Segment Start: THE DATA

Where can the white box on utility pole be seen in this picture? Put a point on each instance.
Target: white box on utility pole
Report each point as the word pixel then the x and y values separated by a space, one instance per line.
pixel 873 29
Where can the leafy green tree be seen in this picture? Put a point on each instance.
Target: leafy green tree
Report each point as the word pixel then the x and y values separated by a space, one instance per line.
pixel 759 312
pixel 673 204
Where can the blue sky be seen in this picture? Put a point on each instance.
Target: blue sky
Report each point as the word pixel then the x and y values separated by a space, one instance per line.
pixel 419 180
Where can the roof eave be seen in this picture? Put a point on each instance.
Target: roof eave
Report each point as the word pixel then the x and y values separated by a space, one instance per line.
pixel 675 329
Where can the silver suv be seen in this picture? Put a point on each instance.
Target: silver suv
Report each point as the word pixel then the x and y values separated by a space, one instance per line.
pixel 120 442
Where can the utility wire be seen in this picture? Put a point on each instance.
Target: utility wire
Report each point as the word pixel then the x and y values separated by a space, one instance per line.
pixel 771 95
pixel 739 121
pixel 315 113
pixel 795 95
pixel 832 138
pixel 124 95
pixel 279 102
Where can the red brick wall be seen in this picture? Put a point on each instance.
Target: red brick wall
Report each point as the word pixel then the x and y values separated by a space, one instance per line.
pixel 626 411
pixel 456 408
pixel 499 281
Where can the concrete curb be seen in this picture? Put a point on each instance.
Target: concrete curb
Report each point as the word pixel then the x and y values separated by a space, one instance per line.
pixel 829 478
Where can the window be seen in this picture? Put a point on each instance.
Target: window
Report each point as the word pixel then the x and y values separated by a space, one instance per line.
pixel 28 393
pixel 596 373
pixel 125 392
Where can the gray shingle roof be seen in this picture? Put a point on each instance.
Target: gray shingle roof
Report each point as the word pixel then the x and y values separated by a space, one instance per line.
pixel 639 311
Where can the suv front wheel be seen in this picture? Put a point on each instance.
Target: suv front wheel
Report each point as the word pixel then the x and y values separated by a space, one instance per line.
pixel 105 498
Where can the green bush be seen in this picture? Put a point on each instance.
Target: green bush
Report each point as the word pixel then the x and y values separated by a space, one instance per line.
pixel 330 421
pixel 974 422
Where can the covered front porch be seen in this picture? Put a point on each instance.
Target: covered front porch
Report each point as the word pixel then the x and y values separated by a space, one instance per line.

Segment End: THE DATA

EXERCISE REQUIREMENTS:
The lines to copy are those above that contain "brick".

EXERCISE SOLUTION:
Where can the red brick wall be seen in this picture? Put a point on each instance.
Target: red brick wall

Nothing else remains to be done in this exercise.